### Problem to solve
Up to and including the line that holds "positive clicks: (549, 160)", print the data exactly from its first line; do not print the pictures.

** Dataset records follows **

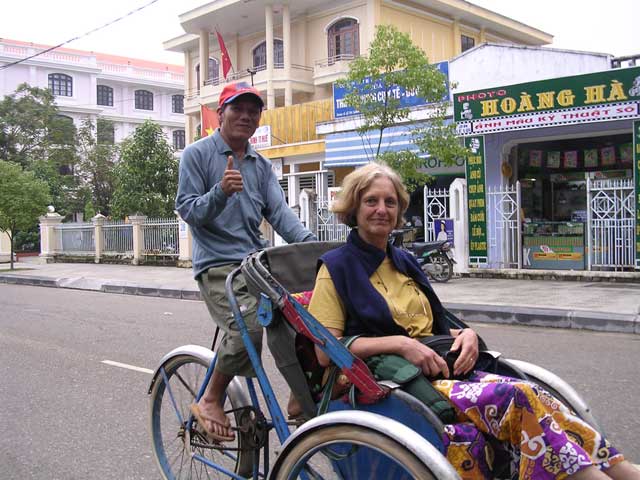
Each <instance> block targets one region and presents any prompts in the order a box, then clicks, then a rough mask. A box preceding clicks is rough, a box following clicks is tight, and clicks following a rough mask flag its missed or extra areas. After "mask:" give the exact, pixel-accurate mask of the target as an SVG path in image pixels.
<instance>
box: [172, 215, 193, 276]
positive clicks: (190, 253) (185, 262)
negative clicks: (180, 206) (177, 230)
mask: <svg viewBox="0 0 640 480" xmlns="http://www.w3.org/2000/svg"><path fill="white" fill-rule="evenodd" d="M175 213H176V216H177V217H178V252H179V256H178V266H179V267H188V266H189V264H190V262H191V258H192V251H193V237H192V235H191V229H190V228H189V225H188V224H187V222H185V221H184V220H182V218H181V217H180V215H178V212H175Z"/></svg>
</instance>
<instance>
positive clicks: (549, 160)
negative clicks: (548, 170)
mask: <svg viewBox="0 0 640 480" xmlns="http://www.w3.org/2000/svg"><path fill="white" fill-rule="evenodd" d="M547 168H560V152H548V153H547Z"/></svg>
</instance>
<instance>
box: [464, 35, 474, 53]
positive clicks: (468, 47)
mask: <svg viewBox="0 0 640 480" xmlns="http://www.w3.org/2000/svg"><path fill="white" fill-rule="evenodd" d="M460 42H461V44H462V51H463V52H466V51H467V50H469V49H470V48H473V47H475V46H476V40H475V38H473V37H467V36H466V35H460Z"/></svg>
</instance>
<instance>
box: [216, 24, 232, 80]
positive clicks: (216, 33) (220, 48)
mask: <svg viewBox="0 0 640 480" xmlns="http://www.w3.org/2000/svg"><path fill="white" fill-rule="evenodd" d="M216 35H217V36H218V44H219V45H220V56H221V57H222V76H223V77H224V79H225V80H226V79H227V74H228V73H229V70H231V69H232V68H233V66H232V65H231V57H229V52H227V47H226V46H225V44H224V40H223V39H222V35H220V32H218V30H216Z"/></svg>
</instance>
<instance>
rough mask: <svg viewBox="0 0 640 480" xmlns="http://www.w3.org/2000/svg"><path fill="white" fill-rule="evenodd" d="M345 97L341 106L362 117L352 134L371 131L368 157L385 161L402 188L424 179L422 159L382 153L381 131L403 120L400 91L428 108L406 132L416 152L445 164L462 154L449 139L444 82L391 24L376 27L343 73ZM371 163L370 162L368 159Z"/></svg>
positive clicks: (449, 136) (405, 36) (390, 126)
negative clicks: (429, 117) (418, 121)
mask: <svg viewBox="0 0 640 480" xmlns="http://www.w3.org/2000/svg"><path fill="white" fill-rule="evenodd" d="M338 83H339V85H340V86H342V87H344V88H346V89H347V90H348V92H349V93H347V95H346V96H345V99H344V100H345V103H346V104H347V105H348V106H350V107H353V108H355V109H356V110H358V111H359V112H360V113H361V114H362V124H361V126H360V127H358V129H357V130H358V132H359V133H360V134H361V135H363V136H364V135H365V134H366V133H367V132H370V131H377V137H378V140H377V143H376V144H375V145H373V146H372V150H373V151H375V153H374V154H373V157H374V158H373V159H377V160H379V161H382V162H384V163H387V164H388V165H389V166H391V167H392V168H393V169H395V170H396V171H397V172H398V173H399V174H400V176H401V177H402V180H403V181H404V183H405V184H406V185H407V187H408V188H410V189H412V188H415V187H417V186H419V185H422V184H424V183H426V181H427V180H428V179H429V178H430V177H429V175H426V174H424V173H421V172H420V169H421V168H423V167H425V166H426V162H425V160H424V159H422V158H420V157H419V156H418V154H417V153H415V152H412V151H411V150H409V149H405V150H401V151H396V152H390V151H387V152H382V151H381V146H382V138H383V133H384V131H385V130H386V129H387V128H389V127H392V126H395V125H397V124H399V123H403V122H407V121H408V120H409V113H410V109H409V108H408V107H403V106H401V102H400V98H399V97H400V94H401V92H403V91H404V92H411V94H412V95H415V96H417V97H421V98H423V99H425V100H426V101H427V102H428V103H431V104H433V105H432V107H431V112H432V115H431V116H430V118H429V121H428V123H427V124H424V125H419V126H417V127H416V128H414V129H413V130H412V132H411V134H412V138H413V143H414V144H415V145H417V146H418V147H419V149H420V150H421V151H428V152H429V154H430V155H432V156H436V157H437V158H438V159H439V160H441V161H442V162H443V163H445V164H447V165H453V163H454V162H455V160H456V159H457V158H460V157H464V156H466V153H467V152H466V149H465V148H464V147H463V146H462V144H461V143H460V141H459V140H458V139H457V138H456V136H455V130H454V127H453V125H446V124H445V122H444V117H445V114H446V106H447V103H446V101H443V97H444V95H445V93H446V91H447V85H446V78H445V77H444V75H443V74H442V73H440V72H439V71H438V69H437V68H436V67H435V66H433V65H430V64H429V60H428V58H427V56H426V55H425V53H424V52H423V51H422V50H421V49H420V48H418V47H417V46H415V45H414V44H413V42H412V41H411V37H410V36H409V35H407V34H406V33H402V32H400V31H398V30H397V29H396V27H394V26H393V25H378V26H377V27H376V34H375V38H374V39H373V41H372V42H371V45H370V47H369V55H366V56H361V57H358V58H356V59H355V60H353V61H352V62H351V64H350V65H349V73H348V74H347V77H346V78H345V79H344V80H341V81H340V82H338ZM373 159H372V160H373Z"/></svg>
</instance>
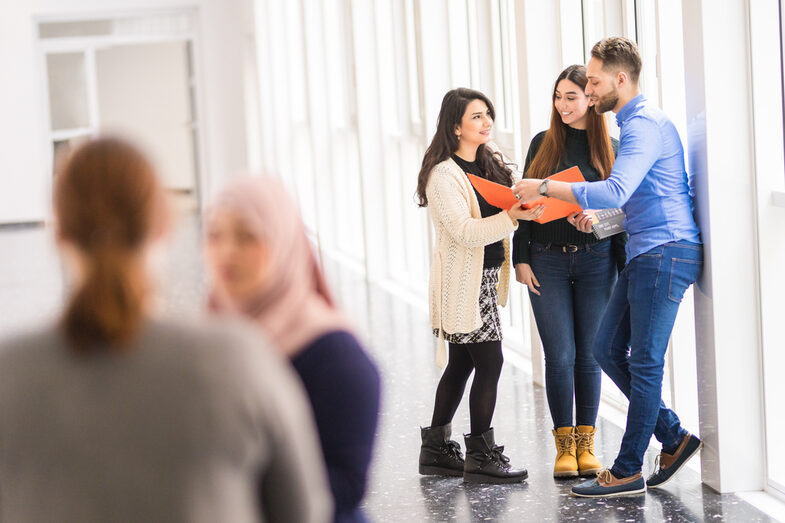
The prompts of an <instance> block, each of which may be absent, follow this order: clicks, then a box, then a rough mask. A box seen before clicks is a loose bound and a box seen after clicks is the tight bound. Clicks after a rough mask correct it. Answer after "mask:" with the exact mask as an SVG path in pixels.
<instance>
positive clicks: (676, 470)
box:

** End of Dataset records **

### Task answer
Each <instance> block targets one region and presents any prompts in the order a box, then clicks, then a rough mask. A box preceding clicks is rough, a box following clicks is tight, and clicks following a rough mask flag its missed or extra areas. After "mask:" give the exact, pixel-accurate mask of the target as an SVG path in image pixels.
<instance>
box: [172, 215, 193, 276]
positive clicks: (190, 253) (185, 262)
negative clicks: (180, 206) (177, 230)
mask: <svg viewBox="0 0 640 480" xmlns="http://www.w3.org/2000/svg"><path fill="white" fill-rule="evenodd" d="M175 213H176V216H177V217H178V252H179V256H178V266H179V267H188V266H189V264H190V262H191V258H192V251H193V237H192V235H191V229H190V228H189V225H188V224H187V222H185V221H184V220H182V218H181V217H180V215H178V212H175Z"/></svg>
</instance>
<instance>
positive clicks: (549, 160)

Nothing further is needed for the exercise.